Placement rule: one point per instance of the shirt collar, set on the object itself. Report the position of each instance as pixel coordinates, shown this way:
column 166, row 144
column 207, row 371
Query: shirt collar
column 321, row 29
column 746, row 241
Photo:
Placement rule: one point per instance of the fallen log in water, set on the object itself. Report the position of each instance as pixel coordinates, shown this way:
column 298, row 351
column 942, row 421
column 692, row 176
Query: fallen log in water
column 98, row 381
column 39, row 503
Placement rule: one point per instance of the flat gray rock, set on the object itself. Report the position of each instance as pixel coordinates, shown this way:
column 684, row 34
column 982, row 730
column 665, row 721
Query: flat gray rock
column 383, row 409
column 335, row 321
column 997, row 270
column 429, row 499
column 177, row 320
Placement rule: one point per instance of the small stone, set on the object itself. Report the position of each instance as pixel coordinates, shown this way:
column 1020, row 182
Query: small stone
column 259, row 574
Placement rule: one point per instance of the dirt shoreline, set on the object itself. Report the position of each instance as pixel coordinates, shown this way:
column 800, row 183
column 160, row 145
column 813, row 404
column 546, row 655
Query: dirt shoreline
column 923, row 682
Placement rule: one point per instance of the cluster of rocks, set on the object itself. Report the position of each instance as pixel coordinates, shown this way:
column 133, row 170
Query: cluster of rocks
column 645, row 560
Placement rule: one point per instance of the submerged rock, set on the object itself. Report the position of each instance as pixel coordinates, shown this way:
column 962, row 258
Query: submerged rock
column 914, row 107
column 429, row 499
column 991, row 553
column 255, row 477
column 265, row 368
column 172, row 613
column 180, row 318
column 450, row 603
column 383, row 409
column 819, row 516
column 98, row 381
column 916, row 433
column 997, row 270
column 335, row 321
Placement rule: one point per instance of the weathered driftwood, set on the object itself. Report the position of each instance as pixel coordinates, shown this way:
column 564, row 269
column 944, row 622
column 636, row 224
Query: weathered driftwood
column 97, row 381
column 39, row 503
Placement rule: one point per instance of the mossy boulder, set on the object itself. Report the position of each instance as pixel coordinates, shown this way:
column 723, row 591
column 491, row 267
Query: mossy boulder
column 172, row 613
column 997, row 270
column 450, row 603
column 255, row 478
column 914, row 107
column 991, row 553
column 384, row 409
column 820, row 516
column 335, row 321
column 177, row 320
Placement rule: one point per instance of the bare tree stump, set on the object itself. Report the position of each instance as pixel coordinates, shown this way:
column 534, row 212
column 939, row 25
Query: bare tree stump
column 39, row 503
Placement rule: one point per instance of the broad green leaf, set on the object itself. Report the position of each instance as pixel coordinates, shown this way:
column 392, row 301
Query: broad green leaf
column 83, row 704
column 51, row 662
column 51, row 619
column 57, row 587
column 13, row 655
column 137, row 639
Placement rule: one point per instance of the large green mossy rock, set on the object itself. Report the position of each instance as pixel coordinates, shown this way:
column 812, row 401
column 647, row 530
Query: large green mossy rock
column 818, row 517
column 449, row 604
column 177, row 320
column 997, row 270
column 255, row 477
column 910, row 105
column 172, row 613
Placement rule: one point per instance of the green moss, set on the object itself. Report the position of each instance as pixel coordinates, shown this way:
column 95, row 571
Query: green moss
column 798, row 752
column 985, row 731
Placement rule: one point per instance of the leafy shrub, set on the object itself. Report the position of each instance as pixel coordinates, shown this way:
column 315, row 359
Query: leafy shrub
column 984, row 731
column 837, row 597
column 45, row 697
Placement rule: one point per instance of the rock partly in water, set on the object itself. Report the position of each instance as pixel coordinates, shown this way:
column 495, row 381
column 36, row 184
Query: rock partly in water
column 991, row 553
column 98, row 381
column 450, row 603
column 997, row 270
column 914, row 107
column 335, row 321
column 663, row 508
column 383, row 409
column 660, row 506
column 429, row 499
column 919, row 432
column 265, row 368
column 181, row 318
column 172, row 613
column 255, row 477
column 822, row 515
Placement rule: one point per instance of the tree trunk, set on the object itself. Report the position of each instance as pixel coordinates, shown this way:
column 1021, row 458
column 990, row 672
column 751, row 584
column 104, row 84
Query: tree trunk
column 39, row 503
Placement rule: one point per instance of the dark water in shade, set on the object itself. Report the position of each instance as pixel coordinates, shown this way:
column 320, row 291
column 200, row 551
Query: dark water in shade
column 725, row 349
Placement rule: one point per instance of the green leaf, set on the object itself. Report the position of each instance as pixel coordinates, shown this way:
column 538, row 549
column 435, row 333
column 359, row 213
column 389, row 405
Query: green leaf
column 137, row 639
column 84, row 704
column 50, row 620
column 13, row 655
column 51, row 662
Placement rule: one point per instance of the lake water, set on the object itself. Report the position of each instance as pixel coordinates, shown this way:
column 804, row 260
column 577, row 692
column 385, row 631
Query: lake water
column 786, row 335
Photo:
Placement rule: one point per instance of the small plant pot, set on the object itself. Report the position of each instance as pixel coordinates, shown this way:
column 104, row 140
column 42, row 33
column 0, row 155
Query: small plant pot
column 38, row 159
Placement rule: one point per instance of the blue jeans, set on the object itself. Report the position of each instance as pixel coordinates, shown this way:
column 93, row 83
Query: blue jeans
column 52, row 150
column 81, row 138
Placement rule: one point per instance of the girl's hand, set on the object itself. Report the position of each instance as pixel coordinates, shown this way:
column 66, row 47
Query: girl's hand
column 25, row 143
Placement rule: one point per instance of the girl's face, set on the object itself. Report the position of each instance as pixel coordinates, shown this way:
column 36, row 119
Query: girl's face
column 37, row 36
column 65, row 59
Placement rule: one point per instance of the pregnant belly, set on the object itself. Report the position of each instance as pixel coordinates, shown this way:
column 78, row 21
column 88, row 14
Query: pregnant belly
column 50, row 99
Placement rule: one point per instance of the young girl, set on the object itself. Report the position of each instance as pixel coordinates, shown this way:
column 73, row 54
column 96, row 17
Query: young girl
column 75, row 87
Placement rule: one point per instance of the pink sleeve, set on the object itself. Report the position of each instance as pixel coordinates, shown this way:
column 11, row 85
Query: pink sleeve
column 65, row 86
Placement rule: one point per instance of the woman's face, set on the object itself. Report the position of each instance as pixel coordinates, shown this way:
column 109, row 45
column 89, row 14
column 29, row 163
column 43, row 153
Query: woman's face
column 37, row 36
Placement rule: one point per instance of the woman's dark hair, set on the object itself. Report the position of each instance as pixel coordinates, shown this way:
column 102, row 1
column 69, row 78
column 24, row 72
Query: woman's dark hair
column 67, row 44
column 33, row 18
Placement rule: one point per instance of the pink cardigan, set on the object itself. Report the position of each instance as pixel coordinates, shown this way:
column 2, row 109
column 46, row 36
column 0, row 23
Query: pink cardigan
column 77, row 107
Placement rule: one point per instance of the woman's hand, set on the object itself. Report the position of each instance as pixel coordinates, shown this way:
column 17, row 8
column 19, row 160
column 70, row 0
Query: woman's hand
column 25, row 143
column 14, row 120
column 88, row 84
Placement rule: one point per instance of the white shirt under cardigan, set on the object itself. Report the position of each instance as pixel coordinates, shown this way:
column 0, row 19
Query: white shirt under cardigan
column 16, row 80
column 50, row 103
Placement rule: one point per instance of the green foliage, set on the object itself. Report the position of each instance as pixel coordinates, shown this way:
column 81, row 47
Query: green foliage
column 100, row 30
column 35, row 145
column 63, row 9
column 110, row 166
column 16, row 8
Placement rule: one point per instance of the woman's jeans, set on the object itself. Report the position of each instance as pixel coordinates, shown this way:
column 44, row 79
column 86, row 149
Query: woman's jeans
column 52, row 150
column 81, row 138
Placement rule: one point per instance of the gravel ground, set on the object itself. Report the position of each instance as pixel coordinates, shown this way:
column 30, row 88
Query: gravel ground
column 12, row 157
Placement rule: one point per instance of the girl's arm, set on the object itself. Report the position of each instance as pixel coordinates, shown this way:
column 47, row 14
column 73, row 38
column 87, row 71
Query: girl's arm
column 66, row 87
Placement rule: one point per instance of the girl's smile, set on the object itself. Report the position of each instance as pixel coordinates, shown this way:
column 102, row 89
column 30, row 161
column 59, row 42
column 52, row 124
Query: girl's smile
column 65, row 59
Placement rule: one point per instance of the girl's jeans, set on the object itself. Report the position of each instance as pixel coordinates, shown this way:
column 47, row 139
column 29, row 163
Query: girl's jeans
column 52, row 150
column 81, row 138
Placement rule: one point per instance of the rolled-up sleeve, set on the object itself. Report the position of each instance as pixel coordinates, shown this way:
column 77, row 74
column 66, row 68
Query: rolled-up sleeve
****************************************
• What is expected:
Beginning at the line with "column 77, row 74", write out each line exactly as it stands until the listing ends, and add nothing.

• Task answer:
column 77, row 74
column 66, row 68
Query: rolled-up sleeve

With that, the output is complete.